**Selected extract:**
===

Learning Low-precision Neural Networks without Straight-Through Estimator (STE)

Learning Low-precision Neural Networks without Straight-Through Estimator (STE)

Zhi-Gang Liu, Matthew Mattina

Proceedings of the Twenty-Eighth International Joint Conference on Artificial Intelligence
Main track. Pages 3066-3072. https://doi.org/10.24963/ijcai.2019/425

The Straight-Through Estimator (STE) is widely used for back-propagating gradients through the quantization function, but the STE technique lacks a complete theoretical understanding. We propose an alternative methodology called alpha-blending (AB), which quantizes neural networks to low precision using stochastic gradient descent (SGD). Our AB method avoids STE approximation by replacing the quantized weight in the loss function by an affine combination of the quantized weight w_q and the corresponding full-precision weight w with non-trainable scalar coefficient alpha and (1- alpha). During training, alpha is gradually increased from 0 to 1; the gradient updates to the weights are through the full precision term, (1-alpha) * w, of the affine combination; the model is converted from full-precision to low precision progressively. To evaluate the AB method, a 1-bit BinaryNet on CIFAR10 dataset and 8-bits, 4-bits MobileNet v1, ResNet_50 v1/2 on ImageNet are trained using the alpha-blending approach, and the evaluation indicates that AB improves top-1 accuracy by 0.9\%, 0.82\% and 2.93\% respectively compared to the results of STE based quantization.
Keywords:
Machine Learning: Classification
Machine Learning: Deep Learning

===

**Extracted data:**

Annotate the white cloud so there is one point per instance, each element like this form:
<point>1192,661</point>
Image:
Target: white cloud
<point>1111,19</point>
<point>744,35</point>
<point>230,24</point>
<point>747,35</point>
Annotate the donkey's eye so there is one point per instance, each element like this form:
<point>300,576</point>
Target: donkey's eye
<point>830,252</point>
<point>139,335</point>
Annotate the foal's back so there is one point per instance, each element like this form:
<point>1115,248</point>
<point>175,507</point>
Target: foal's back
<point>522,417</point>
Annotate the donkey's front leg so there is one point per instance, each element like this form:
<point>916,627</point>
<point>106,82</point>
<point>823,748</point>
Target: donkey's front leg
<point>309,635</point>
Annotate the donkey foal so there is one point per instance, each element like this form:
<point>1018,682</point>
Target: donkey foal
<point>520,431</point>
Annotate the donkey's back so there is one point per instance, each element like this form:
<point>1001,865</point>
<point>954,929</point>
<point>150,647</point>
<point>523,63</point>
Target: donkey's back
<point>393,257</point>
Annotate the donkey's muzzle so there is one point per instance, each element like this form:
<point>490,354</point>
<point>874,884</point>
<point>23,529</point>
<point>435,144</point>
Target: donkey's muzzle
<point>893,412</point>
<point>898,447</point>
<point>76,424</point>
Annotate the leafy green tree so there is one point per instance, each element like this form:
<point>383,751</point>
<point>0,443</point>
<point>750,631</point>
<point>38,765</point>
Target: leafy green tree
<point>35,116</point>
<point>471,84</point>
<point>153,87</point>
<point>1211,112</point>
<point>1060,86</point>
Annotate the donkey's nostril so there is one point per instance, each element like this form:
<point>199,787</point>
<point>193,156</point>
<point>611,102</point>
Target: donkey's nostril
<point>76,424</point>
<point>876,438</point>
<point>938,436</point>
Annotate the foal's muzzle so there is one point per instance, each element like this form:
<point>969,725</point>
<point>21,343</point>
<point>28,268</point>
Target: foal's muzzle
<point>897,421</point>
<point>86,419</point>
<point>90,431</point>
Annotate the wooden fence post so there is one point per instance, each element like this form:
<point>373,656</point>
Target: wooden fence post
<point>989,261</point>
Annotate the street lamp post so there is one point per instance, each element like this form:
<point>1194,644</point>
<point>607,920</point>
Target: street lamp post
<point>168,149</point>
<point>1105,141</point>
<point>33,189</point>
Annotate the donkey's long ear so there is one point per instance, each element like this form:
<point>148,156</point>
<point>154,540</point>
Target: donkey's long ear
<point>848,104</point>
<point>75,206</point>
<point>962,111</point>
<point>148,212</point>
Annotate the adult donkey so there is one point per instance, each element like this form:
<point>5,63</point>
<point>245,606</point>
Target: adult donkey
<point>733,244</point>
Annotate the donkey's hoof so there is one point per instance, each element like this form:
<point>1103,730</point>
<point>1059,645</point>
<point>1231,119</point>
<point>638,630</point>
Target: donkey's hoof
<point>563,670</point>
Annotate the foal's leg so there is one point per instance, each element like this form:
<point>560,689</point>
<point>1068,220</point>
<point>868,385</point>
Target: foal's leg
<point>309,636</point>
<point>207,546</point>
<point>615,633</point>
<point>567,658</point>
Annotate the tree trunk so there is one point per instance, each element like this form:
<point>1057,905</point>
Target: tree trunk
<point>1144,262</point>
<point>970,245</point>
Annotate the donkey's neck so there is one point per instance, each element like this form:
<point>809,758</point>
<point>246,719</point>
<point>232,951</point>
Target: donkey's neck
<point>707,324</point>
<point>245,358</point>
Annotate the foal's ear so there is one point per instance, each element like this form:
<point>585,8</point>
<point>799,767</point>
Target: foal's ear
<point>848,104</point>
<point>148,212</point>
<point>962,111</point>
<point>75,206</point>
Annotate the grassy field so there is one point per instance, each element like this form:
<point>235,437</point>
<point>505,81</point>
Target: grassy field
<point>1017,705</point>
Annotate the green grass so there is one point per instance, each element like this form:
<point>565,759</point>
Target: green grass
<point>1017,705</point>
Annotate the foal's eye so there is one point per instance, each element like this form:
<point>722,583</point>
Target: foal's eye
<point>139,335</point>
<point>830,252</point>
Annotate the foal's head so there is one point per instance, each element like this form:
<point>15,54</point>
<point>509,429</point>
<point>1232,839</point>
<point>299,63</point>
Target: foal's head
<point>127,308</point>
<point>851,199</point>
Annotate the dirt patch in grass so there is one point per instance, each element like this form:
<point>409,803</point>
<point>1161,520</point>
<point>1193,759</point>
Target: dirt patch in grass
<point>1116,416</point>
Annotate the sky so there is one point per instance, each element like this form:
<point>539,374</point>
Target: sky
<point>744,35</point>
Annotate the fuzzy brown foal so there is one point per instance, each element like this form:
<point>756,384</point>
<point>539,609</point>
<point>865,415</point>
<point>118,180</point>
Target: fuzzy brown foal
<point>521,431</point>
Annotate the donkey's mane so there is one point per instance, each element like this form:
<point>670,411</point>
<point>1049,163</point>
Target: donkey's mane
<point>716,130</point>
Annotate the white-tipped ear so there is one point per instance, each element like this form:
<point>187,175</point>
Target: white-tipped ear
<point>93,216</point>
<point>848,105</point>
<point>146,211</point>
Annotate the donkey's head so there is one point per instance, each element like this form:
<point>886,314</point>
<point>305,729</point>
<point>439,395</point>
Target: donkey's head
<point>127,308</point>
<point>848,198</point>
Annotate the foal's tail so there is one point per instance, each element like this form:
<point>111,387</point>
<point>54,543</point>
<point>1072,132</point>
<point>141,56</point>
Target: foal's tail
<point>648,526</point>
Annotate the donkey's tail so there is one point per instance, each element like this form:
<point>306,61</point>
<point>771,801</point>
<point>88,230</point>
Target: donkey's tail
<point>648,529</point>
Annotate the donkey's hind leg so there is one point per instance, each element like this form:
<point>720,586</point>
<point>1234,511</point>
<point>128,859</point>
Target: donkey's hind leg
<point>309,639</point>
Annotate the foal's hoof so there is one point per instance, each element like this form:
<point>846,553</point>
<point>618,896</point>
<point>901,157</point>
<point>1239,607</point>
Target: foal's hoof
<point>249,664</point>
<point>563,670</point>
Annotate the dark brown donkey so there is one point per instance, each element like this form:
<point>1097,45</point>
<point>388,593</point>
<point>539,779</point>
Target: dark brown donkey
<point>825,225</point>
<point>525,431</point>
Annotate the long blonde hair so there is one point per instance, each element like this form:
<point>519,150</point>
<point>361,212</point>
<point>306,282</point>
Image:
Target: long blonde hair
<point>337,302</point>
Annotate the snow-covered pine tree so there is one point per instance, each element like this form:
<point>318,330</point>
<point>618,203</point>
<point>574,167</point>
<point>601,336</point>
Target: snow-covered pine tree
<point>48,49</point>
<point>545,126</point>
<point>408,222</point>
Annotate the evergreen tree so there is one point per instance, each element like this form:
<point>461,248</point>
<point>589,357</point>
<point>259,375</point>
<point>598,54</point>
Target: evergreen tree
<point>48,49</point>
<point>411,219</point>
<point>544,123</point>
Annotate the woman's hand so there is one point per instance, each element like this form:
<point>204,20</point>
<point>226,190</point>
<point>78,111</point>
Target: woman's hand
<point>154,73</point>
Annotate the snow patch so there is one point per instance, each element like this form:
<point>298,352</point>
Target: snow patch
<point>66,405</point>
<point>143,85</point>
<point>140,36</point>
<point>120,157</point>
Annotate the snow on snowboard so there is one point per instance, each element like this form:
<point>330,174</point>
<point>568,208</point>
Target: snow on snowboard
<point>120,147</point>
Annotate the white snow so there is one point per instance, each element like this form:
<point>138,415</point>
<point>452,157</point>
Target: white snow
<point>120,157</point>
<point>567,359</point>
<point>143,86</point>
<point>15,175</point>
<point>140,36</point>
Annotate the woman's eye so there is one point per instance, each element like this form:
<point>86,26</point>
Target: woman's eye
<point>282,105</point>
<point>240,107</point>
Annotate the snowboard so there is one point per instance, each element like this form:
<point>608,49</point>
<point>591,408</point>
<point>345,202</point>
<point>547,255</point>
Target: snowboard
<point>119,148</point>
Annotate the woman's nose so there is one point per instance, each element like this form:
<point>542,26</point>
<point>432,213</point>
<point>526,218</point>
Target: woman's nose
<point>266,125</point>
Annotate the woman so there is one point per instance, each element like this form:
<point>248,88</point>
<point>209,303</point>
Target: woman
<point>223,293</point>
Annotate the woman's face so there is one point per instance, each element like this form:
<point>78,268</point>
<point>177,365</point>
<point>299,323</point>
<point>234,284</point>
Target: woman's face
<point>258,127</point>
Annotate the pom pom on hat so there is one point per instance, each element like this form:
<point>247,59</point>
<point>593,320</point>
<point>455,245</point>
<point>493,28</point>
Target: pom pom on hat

===

**Challenge:** Reproduce the entire page on alpha-blending quantization above, word for word.

**Complete answer:**
Learning Low-precision Neural Networks without Straight-Through Estimator (STE)

Learning Low-precision Neural Networks without Straight-Through Estimator (STE)

Zhi-Gang Liu, Matthew Mattina

Proceedings of the Twenty-Eighth International Joint Conference on Artificial Intelligence
Main track. Pages 3066-3072. https://doi.org/10.24963/ijcai.2019/425

The Straight-Through Estimator (STE) is widely used for back-propagating gradients through the quantization function, but the STE technique lacks a complete theoretical understanding. We propose an alternative methodology called alpha-blending (AB), which quantizes neural networks to low precision using stochastic gradient descent (SGD). Our AB method avoids STE approximation by replacing the quantized weight in the loss function by an affine combination of the quantized weight w_q and the corresponding full-precision weight w with non-trainable scalar coefficient alpha and (1- alpha). During training, alpha is gradually increased from 0 to 1; the gradient updates to the weights are through the full precision term, (1-alpha) * w, of the affine combination; the model is converted from full-precision to low precision progressively. To evaluate the AB method, a 1-bit BinaryNet on CIFAR10 dataset and 8-bits, 4-bits MobileNet v1, ResNet_50 v1/2 on ImageNet are trained using the alpha-blending approach, and the evaluation indicates that AB improves top-1 accuracy by 0.9\%, 0.82\% and 2.93\% respectively compared to the results of STE based quantization.
Keywords:
Machine Learning: Classification
Machine Learning: Deep Learning